- Stated problem: Filter the data below down to the lines containing the word "floret", and copy each of those lines. Letter case must match.

- Dataset records:
== == ==
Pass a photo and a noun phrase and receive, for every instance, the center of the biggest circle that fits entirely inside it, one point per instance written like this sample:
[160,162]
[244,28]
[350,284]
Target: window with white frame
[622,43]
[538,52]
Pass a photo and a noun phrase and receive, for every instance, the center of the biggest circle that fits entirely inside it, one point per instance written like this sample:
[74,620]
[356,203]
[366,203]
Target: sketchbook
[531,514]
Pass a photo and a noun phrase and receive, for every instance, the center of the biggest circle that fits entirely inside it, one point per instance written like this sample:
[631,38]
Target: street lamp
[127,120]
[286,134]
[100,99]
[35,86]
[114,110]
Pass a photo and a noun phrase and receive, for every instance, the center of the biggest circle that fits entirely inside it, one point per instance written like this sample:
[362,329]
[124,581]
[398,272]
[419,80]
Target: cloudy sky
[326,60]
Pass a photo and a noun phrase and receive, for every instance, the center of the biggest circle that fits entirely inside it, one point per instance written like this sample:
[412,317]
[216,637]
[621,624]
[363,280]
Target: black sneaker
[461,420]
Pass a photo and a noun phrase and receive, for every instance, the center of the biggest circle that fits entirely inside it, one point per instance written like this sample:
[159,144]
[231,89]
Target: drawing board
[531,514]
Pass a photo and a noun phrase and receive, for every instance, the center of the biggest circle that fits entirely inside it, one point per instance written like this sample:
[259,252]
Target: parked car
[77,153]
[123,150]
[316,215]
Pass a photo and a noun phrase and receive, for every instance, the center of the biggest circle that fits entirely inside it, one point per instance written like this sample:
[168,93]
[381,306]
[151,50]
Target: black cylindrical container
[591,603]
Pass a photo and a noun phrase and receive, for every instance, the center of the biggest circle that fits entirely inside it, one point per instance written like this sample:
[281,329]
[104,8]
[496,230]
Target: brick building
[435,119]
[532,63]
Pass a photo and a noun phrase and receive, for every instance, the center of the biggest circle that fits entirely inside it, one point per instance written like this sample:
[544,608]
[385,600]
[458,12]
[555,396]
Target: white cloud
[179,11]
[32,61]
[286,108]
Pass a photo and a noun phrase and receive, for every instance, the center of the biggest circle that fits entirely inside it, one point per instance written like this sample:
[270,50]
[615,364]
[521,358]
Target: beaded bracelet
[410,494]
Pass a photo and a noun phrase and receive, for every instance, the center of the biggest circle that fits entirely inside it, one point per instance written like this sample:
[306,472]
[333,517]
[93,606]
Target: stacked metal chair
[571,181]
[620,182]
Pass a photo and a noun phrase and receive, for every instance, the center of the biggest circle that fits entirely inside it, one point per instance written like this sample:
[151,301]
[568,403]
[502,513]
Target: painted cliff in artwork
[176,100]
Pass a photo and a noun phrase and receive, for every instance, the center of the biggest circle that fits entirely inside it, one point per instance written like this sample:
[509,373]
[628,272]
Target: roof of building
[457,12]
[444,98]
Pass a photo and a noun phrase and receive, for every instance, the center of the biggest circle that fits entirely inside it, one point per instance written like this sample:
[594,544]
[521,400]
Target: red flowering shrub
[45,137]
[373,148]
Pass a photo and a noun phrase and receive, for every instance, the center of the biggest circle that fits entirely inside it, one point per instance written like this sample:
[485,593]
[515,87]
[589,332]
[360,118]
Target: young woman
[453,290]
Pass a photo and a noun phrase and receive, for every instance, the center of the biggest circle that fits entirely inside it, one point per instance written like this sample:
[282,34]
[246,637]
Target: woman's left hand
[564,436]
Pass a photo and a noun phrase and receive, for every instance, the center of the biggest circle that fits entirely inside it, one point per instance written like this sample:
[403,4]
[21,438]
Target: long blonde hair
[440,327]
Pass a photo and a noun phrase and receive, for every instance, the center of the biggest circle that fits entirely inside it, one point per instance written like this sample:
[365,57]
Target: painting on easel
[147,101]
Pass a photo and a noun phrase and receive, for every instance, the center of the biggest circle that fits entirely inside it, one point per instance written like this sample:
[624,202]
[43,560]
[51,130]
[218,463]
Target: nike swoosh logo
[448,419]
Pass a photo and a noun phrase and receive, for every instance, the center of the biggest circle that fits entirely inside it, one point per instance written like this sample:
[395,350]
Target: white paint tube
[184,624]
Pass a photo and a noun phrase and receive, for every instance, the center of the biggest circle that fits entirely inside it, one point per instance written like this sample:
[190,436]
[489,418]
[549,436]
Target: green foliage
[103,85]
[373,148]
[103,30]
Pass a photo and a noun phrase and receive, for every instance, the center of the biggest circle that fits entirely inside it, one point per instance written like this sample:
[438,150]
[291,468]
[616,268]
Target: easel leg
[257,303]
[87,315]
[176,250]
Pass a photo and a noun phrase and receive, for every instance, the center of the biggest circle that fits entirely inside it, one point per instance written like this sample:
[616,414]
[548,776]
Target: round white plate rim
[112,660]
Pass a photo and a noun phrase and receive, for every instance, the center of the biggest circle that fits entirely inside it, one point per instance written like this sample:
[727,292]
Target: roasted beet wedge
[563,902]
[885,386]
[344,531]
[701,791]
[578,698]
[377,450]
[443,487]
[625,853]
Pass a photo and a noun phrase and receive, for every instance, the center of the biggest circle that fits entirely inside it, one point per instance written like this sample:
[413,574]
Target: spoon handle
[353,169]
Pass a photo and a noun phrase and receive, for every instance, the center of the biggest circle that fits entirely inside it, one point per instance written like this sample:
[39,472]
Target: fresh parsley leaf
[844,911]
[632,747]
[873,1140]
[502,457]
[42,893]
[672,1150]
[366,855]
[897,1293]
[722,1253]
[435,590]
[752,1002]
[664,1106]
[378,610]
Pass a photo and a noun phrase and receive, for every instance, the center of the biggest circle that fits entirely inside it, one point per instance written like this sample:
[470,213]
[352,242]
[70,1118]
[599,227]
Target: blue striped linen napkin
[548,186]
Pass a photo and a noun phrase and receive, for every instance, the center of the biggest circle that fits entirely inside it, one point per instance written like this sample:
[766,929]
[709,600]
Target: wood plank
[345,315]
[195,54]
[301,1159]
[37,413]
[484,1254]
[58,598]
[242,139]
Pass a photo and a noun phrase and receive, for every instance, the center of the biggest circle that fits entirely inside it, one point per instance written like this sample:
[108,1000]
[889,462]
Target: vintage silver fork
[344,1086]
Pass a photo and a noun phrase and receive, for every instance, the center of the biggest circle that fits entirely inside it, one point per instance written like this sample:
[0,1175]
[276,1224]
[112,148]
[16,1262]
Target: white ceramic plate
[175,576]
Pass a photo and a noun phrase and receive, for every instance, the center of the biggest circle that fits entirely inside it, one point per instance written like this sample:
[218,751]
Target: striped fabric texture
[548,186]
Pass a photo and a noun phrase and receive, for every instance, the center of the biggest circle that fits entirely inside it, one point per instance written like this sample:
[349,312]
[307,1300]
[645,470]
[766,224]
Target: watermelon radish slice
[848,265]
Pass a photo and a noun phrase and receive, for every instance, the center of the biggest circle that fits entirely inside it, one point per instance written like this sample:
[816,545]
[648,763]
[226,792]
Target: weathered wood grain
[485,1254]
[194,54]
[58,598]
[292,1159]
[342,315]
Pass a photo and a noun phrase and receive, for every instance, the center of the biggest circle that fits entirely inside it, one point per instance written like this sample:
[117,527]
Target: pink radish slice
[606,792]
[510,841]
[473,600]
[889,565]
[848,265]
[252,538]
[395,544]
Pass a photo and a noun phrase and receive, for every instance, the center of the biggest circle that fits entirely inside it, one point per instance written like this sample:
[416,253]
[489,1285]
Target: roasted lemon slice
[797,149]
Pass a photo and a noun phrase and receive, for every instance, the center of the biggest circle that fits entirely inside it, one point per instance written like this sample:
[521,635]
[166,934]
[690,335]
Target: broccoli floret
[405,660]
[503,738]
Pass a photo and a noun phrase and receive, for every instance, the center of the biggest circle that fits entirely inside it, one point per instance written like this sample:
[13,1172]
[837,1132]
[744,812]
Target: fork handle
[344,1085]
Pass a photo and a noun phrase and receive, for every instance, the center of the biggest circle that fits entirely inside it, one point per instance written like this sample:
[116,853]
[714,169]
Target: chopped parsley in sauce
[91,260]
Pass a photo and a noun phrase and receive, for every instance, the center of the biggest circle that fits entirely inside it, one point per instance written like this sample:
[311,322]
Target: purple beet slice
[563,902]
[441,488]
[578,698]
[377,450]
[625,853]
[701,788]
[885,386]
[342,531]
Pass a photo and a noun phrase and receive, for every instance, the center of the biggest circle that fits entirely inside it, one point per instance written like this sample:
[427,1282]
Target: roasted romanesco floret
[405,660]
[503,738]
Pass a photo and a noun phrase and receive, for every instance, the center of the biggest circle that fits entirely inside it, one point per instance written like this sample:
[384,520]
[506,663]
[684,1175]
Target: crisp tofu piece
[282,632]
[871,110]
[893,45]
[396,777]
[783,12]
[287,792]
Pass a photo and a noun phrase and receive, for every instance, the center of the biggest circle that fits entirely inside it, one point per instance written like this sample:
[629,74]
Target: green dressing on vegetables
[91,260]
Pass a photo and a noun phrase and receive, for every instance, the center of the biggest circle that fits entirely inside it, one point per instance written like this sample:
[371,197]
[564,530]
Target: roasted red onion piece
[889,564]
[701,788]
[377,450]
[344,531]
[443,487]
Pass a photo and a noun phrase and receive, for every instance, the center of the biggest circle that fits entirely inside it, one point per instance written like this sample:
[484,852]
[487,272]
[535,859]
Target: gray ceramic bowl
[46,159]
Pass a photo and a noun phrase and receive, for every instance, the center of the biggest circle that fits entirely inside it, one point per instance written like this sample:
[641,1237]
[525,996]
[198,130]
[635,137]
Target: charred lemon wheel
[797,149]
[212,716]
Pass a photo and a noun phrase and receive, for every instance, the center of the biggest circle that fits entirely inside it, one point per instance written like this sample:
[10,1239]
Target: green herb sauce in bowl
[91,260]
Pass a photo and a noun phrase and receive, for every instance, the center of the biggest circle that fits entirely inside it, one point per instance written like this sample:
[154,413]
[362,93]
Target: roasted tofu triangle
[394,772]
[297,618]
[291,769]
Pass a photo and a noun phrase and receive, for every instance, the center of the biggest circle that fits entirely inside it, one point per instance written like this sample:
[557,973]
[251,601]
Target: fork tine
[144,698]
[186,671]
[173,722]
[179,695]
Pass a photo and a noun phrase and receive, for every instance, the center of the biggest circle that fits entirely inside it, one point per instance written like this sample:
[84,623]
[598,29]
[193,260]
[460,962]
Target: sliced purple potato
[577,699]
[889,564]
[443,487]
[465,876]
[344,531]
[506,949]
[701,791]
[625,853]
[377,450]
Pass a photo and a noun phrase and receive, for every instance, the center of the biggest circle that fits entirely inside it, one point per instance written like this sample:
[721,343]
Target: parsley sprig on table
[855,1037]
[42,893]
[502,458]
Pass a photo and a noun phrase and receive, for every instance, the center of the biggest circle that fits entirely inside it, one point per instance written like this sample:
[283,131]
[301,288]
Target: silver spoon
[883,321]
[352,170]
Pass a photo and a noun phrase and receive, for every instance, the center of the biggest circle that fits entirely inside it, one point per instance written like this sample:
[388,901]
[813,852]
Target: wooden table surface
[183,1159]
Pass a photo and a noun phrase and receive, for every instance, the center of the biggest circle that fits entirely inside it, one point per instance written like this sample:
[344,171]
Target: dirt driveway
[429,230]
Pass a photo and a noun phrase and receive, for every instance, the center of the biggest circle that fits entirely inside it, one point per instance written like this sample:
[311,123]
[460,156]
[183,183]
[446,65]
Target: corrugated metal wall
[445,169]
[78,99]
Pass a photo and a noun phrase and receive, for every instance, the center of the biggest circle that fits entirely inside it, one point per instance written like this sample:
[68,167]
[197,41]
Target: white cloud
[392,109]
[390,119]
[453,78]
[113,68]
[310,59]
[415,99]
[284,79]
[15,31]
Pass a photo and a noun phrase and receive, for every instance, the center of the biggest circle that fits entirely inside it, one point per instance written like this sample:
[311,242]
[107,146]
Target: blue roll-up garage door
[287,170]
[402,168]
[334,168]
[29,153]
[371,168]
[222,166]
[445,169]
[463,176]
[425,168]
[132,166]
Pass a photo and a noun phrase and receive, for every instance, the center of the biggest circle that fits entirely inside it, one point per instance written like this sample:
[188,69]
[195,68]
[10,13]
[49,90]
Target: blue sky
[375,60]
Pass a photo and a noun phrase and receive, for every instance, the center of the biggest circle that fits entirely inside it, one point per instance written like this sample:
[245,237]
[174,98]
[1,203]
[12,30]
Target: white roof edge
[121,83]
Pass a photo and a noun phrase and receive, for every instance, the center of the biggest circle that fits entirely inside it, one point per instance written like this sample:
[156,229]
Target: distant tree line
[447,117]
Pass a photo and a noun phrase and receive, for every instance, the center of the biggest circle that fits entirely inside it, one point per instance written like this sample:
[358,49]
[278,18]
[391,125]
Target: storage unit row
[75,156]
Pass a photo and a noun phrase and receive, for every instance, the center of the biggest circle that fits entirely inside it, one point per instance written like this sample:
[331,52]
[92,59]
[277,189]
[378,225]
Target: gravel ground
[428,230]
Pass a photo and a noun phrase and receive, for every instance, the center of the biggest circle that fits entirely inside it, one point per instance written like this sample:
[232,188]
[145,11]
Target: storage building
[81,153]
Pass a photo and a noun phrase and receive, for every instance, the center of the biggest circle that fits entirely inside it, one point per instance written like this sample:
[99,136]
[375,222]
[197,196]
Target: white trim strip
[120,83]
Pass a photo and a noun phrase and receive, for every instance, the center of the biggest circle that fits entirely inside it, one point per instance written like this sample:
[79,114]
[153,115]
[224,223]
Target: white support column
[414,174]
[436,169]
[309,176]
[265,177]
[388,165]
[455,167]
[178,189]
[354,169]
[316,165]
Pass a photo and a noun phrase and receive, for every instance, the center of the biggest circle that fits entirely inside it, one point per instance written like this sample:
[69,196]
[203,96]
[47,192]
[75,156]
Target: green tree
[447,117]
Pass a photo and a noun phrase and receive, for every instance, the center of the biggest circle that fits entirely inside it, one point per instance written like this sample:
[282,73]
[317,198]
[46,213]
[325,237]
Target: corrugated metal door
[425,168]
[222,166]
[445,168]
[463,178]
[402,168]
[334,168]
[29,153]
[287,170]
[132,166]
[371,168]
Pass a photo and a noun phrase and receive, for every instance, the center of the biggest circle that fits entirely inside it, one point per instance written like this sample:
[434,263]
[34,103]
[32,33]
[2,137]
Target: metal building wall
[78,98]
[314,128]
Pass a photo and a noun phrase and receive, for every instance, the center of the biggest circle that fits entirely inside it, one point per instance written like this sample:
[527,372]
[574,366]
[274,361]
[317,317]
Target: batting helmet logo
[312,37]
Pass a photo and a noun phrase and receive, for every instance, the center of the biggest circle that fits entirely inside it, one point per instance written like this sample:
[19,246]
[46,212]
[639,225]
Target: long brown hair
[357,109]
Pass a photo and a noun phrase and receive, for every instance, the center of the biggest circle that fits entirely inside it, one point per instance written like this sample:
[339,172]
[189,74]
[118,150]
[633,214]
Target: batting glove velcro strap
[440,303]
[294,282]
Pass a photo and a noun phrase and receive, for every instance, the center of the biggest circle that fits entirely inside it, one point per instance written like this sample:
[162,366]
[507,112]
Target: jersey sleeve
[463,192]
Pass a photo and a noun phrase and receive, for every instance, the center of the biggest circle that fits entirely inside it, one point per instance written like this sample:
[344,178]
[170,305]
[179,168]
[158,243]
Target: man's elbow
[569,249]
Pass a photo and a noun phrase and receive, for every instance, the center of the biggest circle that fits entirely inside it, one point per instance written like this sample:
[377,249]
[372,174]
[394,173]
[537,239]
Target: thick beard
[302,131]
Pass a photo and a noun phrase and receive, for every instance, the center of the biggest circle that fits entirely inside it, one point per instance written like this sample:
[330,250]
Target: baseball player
== == ==
- Answer to this problem:
Target: broccoli floret
Target: roasted romanesco floret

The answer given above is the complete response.